Please check each statement against the text below on the Covid-19 real estate market, answering yes or no and quoting the words that decide it: 1. Lower interest rates have pushed first-time buyers to their highest level in 10 years. 2. Supply for homes is higher than the demand. 3. Many states allowed mortgage payments to be suspended.

━━━━━ TEXT SHOWN ━━━━━

The Covid-19 pandemic has brought an influx of change this year – specifically with trends directly impacting the real estate market.
The residential real estate market was tight, with deficient supply and demand peaking near an all-time high. However, as the virus began to spread, supply plummeted as sellers pulled homes off the market and others wavered in listing them.
With unemployment on the rise, many states allowed mortgage payments to be suspended – meanwhile, access to mortgage credit tightened up.
Eventually, supply and demand began to rise slowly across the country, but the question remains: What do these changes mean for potential buyers and sellers?
With more time spent at home, Californians have altered house buying behavior drastically this year. Many potential buyers are now working remotely and find themselves prioritizing the need for extra rooms and office space and prefer living in suburban communities.
Remote work has turned long commuting times into a thing of the past. Due to this change, many buyers are more interested in acquiring a larger home or temporarily relocating to a more desirable location. This trend has become an increasingly alluring option as rising health concerns have people itching to get out of congested urban areas.
When interest rates are low, it translates to more buying power – Buying power refers to the ability to get more home value for the same budget. In addition, lower rates have driven first-time buyers to the highest level in 10 years. As far as mortgage loans are concerned, the cost of paying interest is factored into your monthly mortgage payment and can have a major effect on your housing budget. With interest rates at record lows, the prospect of a larger, secluded home is more accessible because your money will be stretched a lot farther.
While this makes buying enticing, it is also the ideal time to sell. Supply for homes is lower than the demand, so current market competition is soaring with a higher average of multiple offers coming in for the same listing. Due to this trend, many properties are actually sold above their asking price. This pattern is reflected in many California markets, for example, listings in Los Angeles were down 17.5% as compared to last week. In San Diego, they’re 33% lower, and in Sacramento, the listings dropped 37.2%. This showcases that the California housing market will continue its economic recovery following the coronavirus pandemic.

━━━━━ RECORD EXTRACTS ━━━━━

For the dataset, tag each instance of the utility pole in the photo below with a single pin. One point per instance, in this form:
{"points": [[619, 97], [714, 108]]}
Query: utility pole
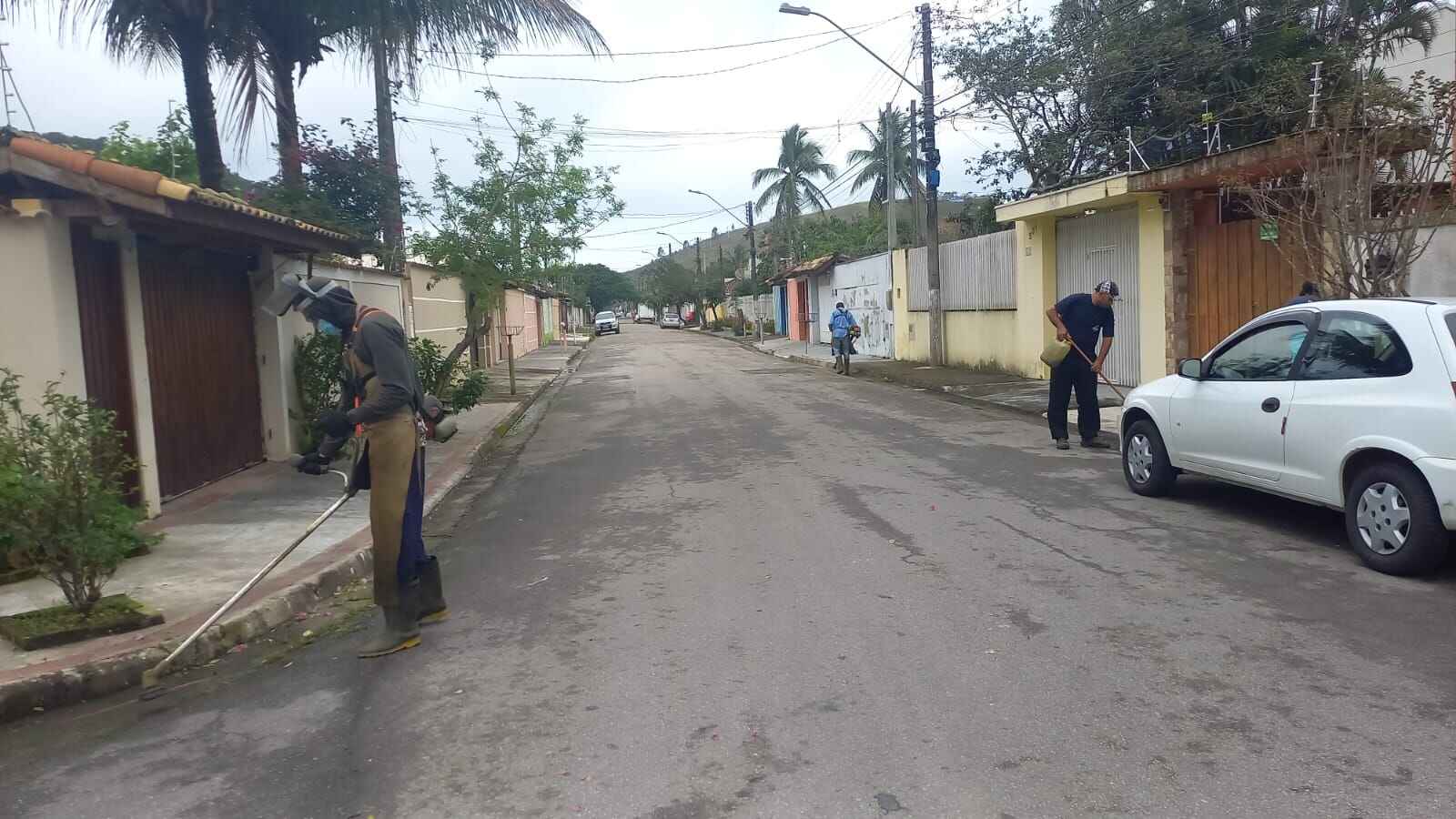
{"points": [[753, 263], [887, 133], [703, 314], [932, 187], [916, 206]]}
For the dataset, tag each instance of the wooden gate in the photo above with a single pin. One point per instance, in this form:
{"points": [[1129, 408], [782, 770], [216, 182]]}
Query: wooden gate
{"points": [[104, 337], [203, 363], [1232, 278]]}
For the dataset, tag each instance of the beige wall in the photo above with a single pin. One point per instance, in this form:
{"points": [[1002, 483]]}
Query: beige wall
{"points": [[437, 307], [40, 319]]}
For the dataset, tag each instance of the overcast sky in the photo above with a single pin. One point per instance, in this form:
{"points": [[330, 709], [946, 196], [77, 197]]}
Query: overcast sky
{"points": [[822, 80]]}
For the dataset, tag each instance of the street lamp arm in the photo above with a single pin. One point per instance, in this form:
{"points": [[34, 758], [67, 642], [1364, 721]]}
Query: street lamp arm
{"points": [[801, 11], [720, 205]]}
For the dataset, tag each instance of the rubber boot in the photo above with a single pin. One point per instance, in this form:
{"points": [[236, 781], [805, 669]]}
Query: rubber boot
{"points": [[400, 629], [431, 593]]}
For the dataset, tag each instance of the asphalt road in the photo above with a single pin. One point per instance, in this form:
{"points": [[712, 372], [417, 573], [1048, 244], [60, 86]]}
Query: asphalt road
{"points": [[721, 584]]}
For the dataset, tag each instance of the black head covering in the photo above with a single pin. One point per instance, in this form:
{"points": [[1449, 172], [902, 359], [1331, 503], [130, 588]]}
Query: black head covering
{"points": [[337, 307]]}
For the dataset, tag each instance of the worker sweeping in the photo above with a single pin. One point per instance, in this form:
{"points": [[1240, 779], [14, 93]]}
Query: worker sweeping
{"points": [[382, 398]]}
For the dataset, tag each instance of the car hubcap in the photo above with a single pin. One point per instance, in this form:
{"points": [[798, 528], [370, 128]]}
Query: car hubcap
{"points": [[1383, 519], [1140, 458]]}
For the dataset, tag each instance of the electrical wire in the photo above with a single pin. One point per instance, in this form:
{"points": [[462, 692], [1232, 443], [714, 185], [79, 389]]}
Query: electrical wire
{"points": [[650, 77], [855, 28]]}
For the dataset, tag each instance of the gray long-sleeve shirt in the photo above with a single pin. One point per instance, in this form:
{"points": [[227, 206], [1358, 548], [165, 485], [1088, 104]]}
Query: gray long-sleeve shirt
{"points": [[380, 344]]}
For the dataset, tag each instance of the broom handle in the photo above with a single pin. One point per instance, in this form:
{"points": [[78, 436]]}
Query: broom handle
{"points": [[262, 573], [1098, 372]]}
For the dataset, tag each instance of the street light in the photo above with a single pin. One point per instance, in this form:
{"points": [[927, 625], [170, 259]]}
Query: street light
{"points": [[932, 164], [805, 12]]}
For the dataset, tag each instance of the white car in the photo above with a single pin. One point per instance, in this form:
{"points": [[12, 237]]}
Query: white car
{"points": [[606, 321], [1346, 404]]}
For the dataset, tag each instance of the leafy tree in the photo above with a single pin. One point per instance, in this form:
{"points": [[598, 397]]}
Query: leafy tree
{"points": [[893, 128], [181, 33], [344, 187], [791, 181], [669, 285], [392, 35], [519, 219], [606, 286], [1067, 89], [171, 153]]}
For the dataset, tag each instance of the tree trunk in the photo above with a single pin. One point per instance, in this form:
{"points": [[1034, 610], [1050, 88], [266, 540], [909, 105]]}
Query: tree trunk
{"points": [[290, 155], [193, 51], [392, 207]]}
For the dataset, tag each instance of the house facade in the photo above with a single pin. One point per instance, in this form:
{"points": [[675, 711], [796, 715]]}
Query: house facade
{"points": [[140, 293]]}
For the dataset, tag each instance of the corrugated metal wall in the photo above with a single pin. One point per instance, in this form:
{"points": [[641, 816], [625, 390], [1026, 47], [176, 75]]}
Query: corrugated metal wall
{"points": [[1104, 245], [976, 274], [865, 288], [203, 363]]}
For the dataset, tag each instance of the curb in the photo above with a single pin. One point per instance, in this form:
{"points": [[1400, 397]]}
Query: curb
{"points": [[943, 390], [264, 610]]}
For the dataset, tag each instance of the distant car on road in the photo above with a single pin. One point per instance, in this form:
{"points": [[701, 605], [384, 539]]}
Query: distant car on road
{"points": [[1344, 404], [608, 322]]}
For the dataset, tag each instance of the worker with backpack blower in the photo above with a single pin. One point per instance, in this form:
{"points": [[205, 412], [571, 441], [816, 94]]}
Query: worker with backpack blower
{"points": [[382, 398]]}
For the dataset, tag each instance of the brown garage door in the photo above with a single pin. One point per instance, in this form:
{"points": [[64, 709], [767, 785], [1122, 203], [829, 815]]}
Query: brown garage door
{"points": [[203, 365]]}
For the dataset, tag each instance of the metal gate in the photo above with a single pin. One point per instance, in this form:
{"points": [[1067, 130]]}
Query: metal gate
{"points": [[1097, 247], [203, 363]]}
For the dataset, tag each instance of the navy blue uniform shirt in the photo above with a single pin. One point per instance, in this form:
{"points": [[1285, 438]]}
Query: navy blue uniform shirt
{"points": [[1085, 321]]}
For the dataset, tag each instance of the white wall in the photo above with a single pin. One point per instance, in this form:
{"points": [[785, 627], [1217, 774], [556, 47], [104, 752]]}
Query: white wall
{"points": [[1434, 273], [40, 319], [865, 288]]}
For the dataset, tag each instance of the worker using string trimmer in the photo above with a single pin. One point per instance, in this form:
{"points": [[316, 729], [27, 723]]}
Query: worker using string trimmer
{"points": [[383, 399], [1081, 319]]}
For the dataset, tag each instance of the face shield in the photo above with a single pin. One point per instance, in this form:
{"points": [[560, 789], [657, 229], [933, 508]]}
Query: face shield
{"points": [[296, 293]]}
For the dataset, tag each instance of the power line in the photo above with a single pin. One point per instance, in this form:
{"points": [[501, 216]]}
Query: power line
{"points": [[650, 77], [698, 50]]}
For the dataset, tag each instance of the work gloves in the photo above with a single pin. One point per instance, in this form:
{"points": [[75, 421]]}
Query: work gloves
{"points": [[335, 423]]}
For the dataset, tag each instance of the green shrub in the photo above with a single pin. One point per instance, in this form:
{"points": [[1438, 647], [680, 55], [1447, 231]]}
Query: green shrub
{"points": [[465, 387], [468, 390], [318, 368], [63, 504]]}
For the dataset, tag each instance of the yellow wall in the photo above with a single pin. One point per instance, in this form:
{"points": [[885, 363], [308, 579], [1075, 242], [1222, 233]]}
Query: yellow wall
{"points": [[1152, 327]]}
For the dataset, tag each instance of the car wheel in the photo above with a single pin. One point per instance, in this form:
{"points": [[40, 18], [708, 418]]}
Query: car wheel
{"points": [[1145, 460], [1392, 521]]}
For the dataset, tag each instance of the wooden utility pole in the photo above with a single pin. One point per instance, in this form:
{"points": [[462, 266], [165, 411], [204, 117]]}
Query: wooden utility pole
{"points": [[888, 136], [916, 198], [932, 186]]}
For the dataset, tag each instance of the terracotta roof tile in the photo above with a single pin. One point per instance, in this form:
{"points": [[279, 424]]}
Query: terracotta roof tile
{"points": [[150, 182]]}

━━━━━

§ SOLVED PROBLEM:
1. Yes: "lower rates have driven first-time buyers to the highest level in 10 years"
2. No: "Supply for homes is lower than the demand"
3. Yes: "many states allowed mortgage payments to be suspended"